## Exercise
Only one stretch of the records below is wanted: the lines from the one holding "In this exercise you will find the green hedge" through the one holding "In this exercise you will find the green shrub". Return it exactly, both ends included.

◆ ◆ ◆ ◆ ◆ ◆ ◆

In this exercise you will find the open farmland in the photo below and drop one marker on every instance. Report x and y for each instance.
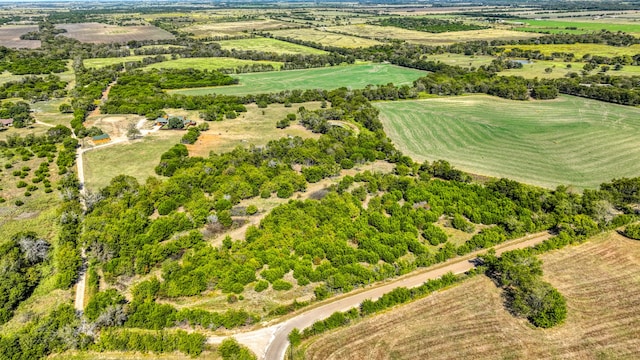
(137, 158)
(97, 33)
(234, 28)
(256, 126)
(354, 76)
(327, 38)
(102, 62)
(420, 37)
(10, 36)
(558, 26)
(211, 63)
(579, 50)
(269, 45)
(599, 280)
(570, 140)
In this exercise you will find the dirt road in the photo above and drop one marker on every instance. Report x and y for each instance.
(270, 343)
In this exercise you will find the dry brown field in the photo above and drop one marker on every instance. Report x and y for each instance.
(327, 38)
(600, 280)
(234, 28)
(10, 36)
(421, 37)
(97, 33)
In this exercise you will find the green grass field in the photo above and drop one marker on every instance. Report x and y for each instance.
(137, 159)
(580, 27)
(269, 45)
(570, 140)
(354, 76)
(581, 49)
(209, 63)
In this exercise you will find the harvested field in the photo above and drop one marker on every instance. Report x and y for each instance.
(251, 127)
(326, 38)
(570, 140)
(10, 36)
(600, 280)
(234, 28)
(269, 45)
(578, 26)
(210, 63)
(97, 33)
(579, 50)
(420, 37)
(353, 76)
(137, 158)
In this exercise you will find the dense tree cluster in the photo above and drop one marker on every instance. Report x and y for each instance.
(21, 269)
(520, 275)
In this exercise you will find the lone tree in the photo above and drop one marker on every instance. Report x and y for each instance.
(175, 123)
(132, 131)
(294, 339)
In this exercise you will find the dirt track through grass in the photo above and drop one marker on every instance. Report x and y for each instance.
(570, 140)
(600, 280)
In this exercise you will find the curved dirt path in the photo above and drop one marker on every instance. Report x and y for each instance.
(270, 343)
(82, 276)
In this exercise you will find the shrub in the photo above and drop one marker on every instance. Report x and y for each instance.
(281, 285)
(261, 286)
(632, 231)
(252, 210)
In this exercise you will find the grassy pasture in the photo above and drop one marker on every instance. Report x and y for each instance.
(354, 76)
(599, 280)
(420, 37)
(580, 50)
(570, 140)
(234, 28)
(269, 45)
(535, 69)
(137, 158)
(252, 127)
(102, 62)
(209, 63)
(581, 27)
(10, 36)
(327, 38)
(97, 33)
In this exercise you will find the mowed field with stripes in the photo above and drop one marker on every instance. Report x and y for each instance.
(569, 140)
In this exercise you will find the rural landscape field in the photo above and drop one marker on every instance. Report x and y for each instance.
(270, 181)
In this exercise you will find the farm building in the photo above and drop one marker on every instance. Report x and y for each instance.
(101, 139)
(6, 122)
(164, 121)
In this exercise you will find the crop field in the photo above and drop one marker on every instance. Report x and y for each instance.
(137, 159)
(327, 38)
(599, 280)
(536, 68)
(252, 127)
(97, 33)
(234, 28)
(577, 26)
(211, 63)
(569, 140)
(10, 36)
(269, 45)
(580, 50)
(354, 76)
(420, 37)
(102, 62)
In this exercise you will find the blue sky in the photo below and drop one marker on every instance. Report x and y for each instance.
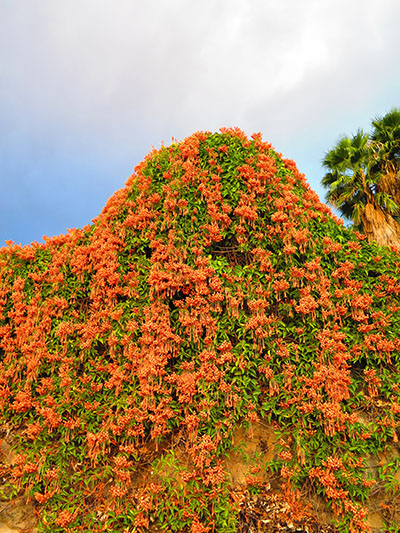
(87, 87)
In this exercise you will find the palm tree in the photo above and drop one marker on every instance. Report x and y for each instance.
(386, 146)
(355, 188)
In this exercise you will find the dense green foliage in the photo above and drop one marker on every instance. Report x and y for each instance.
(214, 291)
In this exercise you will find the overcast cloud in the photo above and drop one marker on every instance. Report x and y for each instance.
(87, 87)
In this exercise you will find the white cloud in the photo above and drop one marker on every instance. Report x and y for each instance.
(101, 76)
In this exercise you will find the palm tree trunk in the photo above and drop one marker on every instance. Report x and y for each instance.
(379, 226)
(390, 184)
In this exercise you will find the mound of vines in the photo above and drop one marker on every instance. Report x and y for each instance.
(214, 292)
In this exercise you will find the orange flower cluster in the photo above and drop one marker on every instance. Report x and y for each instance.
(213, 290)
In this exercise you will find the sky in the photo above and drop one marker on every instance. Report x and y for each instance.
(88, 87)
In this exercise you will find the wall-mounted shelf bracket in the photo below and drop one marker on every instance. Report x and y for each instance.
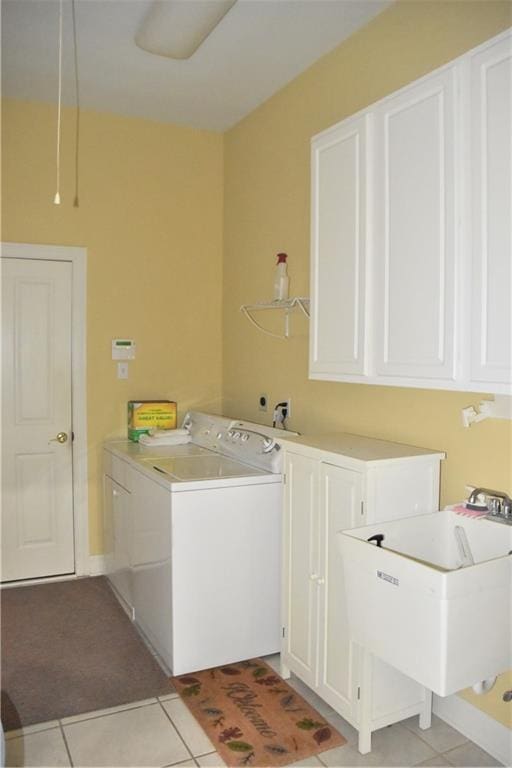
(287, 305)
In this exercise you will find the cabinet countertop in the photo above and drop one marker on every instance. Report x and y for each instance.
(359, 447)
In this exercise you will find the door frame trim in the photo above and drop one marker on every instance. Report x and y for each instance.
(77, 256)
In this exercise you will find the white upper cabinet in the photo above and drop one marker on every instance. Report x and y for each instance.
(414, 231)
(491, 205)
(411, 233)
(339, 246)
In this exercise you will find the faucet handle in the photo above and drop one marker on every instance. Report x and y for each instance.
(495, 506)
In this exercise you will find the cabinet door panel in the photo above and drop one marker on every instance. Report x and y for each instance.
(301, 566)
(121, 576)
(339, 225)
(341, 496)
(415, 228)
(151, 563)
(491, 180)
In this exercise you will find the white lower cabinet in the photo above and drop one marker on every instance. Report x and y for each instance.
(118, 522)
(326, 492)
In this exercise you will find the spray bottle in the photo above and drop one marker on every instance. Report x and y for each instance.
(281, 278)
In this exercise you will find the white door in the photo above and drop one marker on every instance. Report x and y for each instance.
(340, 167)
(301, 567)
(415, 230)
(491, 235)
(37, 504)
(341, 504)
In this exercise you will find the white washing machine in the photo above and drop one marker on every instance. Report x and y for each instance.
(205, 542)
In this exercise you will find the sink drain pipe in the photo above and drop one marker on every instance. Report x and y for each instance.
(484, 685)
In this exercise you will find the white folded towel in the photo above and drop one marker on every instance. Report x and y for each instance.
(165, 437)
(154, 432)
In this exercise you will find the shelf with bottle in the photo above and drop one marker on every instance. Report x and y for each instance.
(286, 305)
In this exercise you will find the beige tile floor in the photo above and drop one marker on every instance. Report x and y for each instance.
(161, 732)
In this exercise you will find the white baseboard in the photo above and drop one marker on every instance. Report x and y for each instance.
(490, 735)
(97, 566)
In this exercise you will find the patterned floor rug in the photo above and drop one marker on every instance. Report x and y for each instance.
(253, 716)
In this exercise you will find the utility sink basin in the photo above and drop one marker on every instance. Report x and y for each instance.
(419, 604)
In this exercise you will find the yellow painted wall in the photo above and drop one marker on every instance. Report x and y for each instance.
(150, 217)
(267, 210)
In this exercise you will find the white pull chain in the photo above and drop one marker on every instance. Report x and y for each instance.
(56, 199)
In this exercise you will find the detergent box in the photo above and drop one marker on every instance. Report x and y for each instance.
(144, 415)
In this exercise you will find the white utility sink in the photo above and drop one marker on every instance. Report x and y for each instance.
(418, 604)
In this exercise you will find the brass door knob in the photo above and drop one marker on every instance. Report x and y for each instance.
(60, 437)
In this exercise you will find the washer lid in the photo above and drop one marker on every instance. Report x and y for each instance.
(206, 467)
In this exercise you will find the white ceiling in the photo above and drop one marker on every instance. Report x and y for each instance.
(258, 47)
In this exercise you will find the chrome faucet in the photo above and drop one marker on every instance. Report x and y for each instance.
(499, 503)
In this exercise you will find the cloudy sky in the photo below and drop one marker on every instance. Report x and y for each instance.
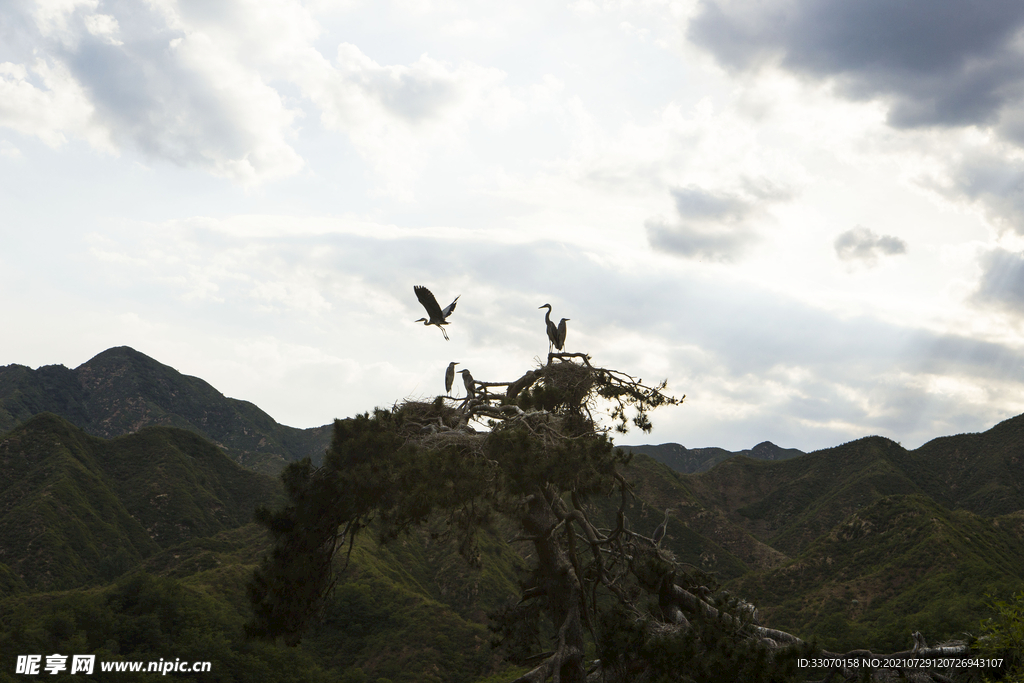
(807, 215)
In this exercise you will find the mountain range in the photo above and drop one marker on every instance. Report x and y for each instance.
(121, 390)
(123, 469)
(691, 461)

◆ ◆ ◆ ◆ ◆ ◆ ◆

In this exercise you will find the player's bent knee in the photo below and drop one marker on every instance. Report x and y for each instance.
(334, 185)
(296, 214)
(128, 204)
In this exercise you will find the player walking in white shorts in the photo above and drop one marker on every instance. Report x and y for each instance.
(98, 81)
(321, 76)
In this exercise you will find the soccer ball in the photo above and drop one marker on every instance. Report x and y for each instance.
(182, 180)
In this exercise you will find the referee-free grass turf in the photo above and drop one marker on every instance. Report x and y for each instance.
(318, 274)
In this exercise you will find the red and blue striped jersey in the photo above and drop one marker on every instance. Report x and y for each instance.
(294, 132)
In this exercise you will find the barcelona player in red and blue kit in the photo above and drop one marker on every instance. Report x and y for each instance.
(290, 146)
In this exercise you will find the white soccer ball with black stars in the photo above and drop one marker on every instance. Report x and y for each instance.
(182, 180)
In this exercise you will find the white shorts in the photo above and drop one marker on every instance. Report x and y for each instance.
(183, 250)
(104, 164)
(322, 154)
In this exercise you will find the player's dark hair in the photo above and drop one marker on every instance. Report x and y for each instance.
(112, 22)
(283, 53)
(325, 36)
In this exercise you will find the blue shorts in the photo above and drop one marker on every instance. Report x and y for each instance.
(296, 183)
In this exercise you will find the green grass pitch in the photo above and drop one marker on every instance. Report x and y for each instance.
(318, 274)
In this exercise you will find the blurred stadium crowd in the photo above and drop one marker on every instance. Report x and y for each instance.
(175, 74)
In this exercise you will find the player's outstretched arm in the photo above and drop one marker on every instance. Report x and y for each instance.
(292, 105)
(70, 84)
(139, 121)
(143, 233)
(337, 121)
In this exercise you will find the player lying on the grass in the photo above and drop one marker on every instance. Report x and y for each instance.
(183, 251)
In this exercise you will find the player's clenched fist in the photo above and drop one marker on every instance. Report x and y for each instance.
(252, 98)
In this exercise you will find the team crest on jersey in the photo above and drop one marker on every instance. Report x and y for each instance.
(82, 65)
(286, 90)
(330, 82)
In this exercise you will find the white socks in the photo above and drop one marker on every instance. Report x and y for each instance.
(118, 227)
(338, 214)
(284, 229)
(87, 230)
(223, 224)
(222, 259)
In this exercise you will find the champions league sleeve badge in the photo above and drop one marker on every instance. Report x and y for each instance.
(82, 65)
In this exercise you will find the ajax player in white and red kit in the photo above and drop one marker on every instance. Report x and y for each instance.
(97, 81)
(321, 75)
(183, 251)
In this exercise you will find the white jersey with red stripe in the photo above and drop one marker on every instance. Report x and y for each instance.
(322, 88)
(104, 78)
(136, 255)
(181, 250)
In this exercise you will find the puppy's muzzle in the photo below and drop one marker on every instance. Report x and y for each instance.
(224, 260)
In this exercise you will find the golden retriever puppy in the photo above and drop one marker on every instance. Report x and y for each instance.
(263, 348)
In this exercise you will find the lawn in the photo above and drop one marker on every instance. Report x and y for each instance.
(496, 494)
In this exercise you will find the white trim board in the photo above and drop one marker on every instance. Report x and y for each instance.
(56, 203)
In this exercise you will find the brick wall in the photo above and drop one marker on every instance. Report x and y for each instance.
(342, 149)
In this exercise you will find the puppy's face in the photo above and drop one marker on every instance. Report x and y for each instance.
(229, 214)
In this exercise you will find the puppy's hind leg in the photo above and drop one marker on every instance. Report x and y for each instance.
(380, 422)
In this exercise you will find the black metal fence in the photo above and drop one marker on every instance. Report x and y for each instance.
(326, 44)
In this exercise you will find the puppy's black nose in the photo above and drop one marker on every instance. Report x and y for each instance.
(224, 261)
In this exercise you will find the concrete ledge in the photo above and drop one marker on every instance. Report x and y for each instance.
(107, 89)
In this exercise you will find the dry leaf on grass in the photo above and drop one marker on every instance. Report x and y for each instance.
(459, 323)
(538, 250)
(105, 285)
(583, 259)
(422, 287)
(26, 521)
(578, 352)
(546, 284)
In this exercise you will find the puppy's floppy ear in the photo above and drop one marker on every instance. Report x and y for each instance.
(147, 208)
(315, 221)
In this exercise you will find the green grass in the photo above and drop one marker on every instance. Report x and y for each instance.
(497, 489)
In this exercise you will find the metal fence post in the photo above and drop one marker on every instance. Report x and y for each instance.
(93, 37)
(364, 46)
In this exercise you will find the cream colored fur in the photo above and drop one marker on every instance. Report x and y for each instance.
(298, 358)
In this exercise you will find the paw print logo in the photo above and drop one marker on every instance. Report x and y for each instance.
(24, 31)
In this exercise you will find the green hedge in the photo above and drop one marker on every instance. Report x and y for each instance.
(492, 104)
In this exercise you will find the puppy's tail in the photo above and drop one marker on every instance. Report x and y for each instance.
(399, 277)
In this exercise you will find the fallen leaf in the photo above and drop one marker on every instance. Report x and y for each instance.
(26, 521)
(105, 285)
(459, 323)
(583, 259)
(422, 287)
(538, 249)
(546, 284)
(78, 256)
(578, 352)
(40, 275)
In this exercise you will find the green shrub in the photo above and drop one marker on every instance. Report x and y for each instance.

◆ ◆ ◆ ◆ ◆ ◆ ◆

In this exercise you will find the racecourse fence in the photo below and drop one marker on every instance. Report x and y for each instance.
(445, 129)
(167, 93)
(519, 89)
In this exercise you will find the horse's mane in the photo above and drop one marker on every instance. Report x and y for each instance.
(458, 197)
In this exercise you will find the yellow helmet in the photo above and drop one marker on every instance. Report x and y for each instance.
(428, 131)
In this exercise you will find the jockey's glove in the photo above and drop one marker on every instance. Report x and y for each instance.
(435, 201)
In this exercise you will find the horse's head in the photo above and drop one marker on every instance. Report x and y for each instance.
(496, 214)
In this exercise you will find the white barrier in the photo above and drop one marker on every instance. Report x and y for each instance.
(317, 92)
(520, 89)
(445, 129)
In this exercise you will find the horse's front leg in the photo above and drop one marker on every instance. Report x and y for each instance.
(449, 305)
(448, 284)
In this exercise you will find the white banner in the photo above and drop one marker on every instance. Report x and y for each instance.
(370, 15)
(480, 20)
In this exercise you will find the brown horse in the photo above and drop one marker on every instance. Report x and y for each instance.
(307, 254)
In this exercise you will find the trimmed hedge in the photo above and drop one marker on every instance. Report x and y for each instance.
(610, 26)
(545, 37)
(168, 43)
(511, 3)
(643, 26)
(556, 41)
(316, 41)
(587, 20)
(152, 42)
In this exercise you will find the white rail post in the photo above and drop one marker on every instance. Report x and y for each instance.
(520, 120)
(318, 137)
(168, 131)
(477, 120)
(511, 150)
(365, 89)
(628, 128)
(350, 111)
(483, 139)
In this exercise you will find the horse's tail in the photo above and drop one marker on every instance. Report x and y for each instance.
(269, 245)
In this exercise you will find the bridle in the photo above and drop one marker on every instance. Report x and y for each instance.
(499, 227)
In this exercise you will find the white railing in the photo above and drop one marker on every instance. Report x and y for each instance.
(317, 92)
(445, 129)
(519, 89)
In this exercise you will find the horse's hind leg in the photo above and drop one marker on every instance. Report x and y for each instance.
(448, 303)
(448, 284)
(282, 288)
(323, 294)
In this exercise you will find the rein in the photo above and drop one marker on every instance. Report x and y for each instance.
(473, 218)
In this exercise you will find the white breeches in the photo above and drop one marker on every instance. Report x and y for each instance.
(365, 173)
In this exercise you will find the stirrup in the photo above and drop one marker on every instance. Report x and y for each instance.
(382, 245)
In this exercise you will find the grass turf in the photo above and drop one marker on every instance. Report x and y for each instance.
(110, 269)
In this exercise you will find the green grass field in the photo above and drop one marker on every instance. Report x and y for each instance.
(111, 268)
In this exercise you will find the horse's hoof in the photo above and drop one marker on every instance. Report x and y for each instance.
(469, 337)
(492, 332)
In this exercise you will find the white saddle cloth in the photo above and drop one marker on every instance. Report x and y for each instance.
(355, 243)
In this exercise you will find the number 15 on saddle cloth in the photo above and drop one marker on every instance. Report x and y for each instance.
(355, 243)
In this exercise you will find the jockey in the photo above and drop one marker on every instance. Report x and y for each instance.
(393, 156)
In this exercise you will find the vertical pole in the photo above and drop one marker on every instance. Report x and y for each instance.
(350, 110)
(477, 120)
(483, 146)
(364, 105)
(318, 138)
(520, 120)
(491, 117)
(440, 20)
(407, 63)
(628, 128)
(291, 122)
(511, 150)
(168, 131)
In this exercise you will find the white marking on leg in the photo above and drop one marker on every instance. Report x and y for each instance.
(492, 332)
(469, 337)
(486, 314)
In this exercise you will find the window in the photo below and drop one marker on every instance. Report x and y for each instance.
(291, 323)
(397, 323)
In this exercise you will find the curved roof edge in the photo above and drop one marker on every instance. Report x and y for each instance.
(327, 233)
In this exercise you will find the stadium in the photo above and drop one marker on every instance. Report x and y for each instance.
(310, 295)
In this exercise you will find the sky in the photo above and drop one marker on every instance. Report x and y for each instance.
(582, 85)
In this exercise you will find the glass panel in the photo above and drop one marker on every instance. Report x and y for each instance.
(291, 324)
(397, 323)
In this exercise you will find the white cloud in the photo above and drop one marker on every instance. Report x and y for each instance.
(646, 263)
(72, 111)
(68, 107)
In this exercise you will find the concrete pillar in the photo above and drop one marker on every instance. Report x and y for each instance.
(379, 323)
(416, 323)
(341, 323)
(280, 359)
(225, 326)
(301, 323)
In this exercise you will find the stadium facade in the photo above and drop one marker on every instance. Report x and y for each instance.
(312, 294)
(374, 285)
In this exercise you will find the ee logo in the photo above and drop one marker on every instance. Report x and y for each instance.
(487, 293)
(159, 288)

◆ ◆ ◆ ◆ ◆ ◆ ◆

## Your solution
In this exercise you will find the green hedge in the photo above and drop one marker on every instance. Report x and y for each instance.
(492, 104)
In this exercise you will find the puppy's tail in the photo above and drop one marker on every instance. Report x and y for each instance.
(399, 277)
In this exercise you will find the fallen leaf in the photo above and drop one marker on every instance. Report x and y for each instance.
(26, 521)
(105, 285)
(459, 323)
(583, 259)
(422, 287)
(538, 249)
(546, 284)
(78, 256)
(578, 352)
(40, 275)
In this exercise you will find the green shrub in the photo above and drop one marker on every instance. Report x and y for each instance.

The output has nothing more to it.